EXERCISE PASSAGE.
------------------------------------------------------------------------
Brynne Tillman 17:59
Well, and you’re going to–we’re like VP of marketing and sales. They’re very like–they’re much more light, they’re conversational, they’re extroverts, they’re right, when you go up into that C suite level, it’s a totally different–
Caryn Kopp 18:14
Right, and you have to say something that’s meant just for them. Otherwise, there’s no reason why they would answer you, or you know, more likely they’re going to send it to somebody else. But if you want to stay in that office, you have to say something that’s meant for them.
Bill McCormick 18:28
So I want to drill down deeper on that, in our last few minutes here. Let’s talk about that messaging. And one of the things you said earlier was valued, providing value. So how are you suggesting that your clients provide value to that high level, that gets them to lean in, that gets them to raise their hand and say, “Hey, I want to know more? Tell me more?”.
Caryn Kopp 18:49
It is that moment of Yes. You need to find out why other people like that person experienced this moment where they knew they needed something that their current vendor, and the other people they know who did what their current vendor does were one of them was their cousin Vinnie, right, why they needed to go outside that sphere. So once you know what that is, and you can articulate that, of course, you need to do research on the individual. That’s really important too, to further personalize what you say to give that person a reason why knocking three people off their calendar and making room for you would be the best decision they make this week. That’s the sales messaging.
------------------------------------------------------------------------
INFORMATION PROVIDED.
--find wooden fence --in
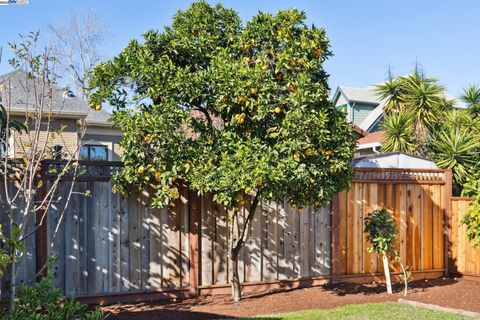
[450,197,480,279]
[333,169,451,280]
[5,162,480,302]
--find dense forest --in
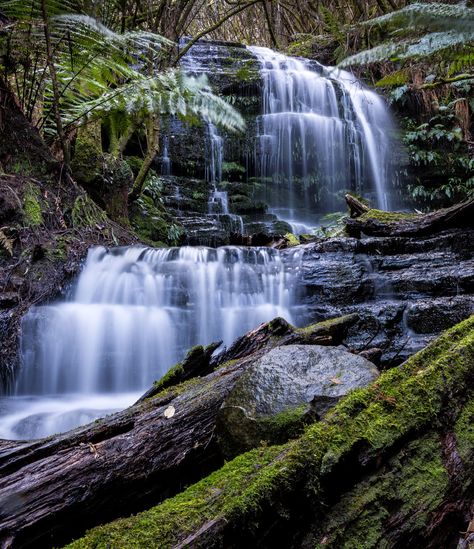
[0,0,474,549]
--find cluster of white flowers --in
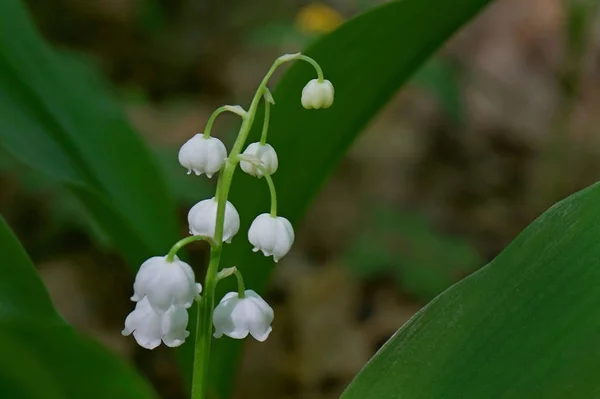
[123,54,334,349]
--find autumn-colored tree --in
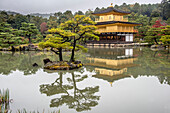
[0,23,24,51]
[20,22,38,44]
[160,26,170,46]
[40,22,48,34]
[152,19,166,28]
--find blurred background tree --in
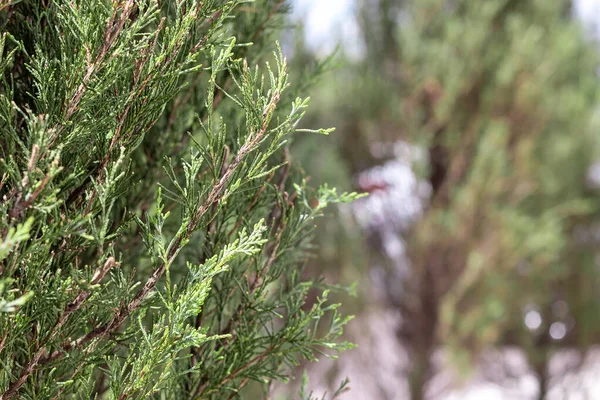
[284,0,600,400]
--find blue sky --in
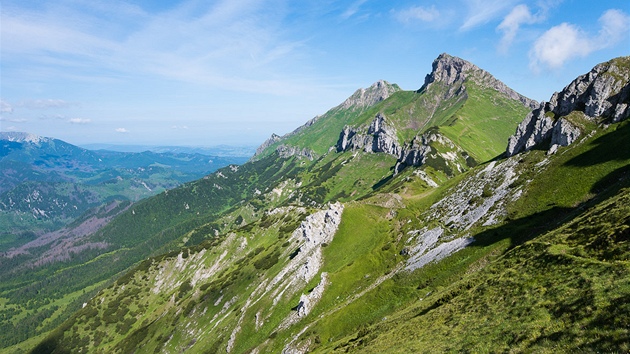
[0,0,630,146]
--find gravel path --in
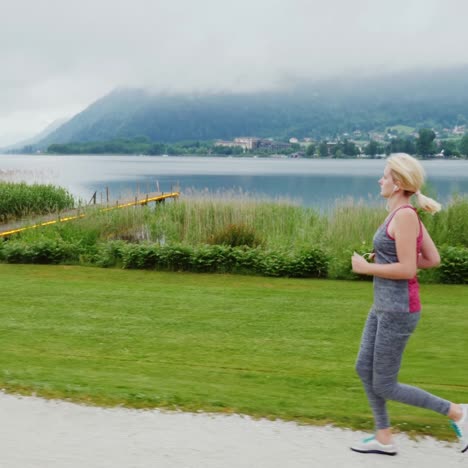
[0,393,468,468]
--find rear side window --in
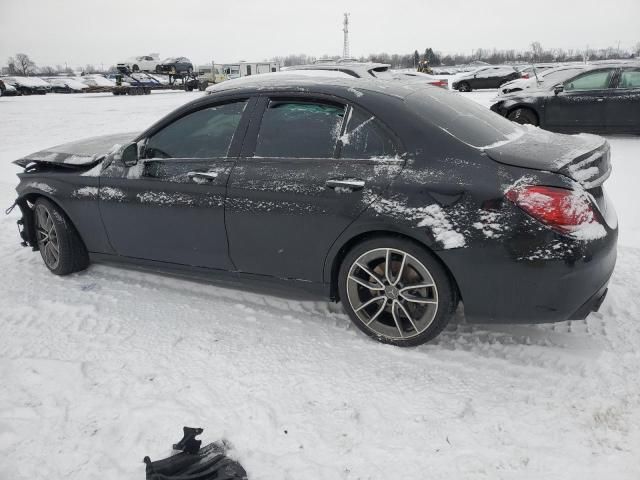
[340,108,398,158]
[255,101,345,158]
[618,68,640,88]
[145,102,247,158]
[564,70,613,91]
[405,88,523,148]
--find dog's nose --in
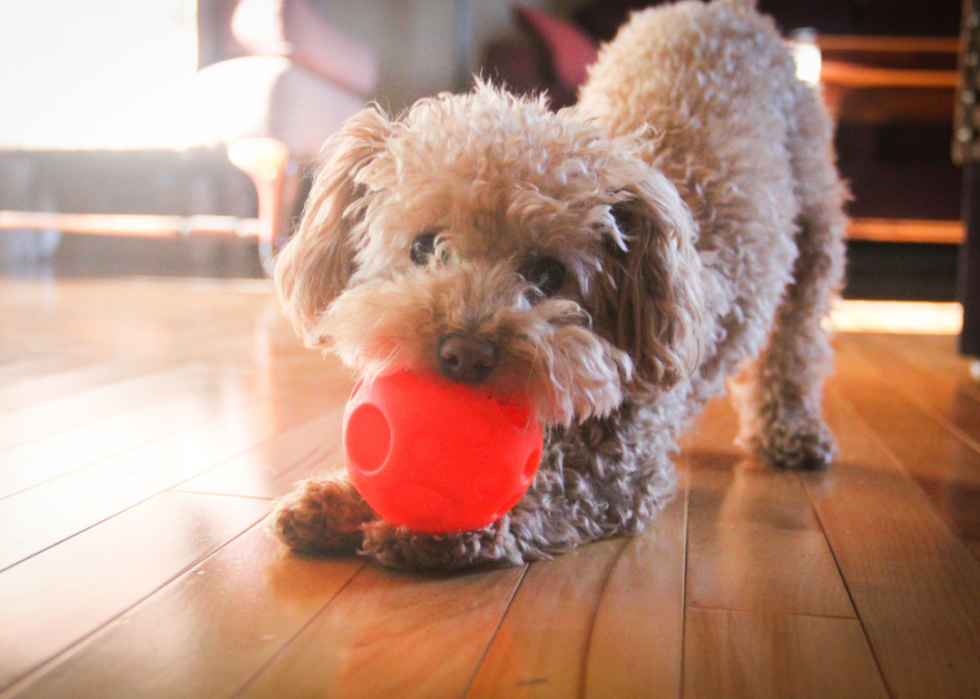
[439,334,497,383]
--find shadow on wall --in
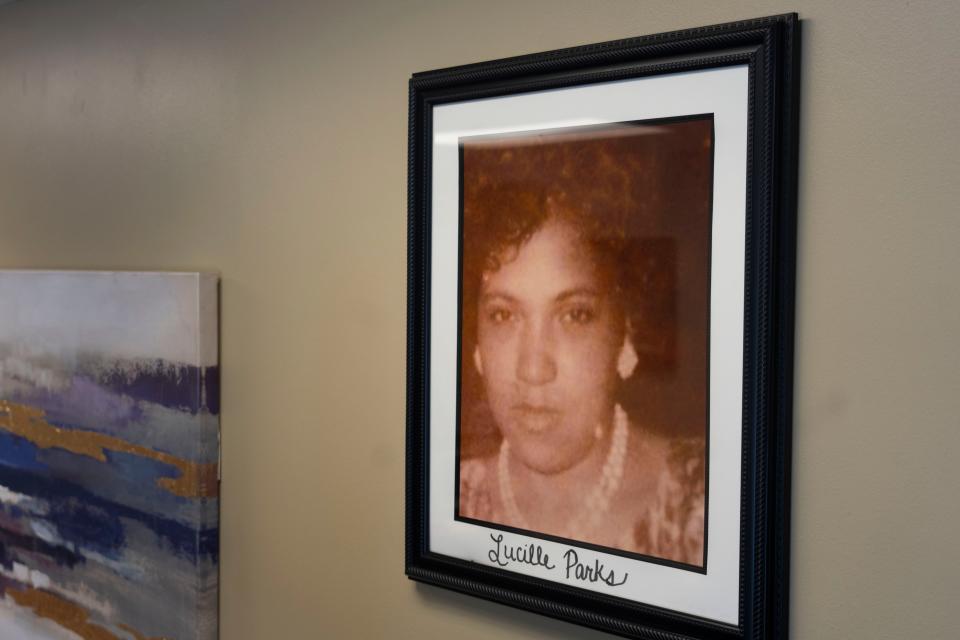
------------------------------------------------------------------------
EXERCISE REQUIREMENTS.
a. In the transcript, what does Caryn Kopp say you must do if you want to stay in that office?
b. Copy the transcript from "Brynne Tillman 17:59" up to and including "meant for them.".

SET OF ANSWERS.
a. Say something that's meant for them.

b.
Brynne Tillman 17:59
Well, and you’re going to–we’re like VP of marketing and sales. They’re very like–they’re much more light, they’re conversational, they’re extroverts, they’re right, when you go up into that C suite level, it’s a totally different–
Caryn Kopp 18:14
Right, and you have to say something that’s meant just for them. Otherwise, there’s no reason why they would answer you, or you know, more likely they’re going to send it to somebody else. But if you want to stay in that office, you have to say something that’s meant for them.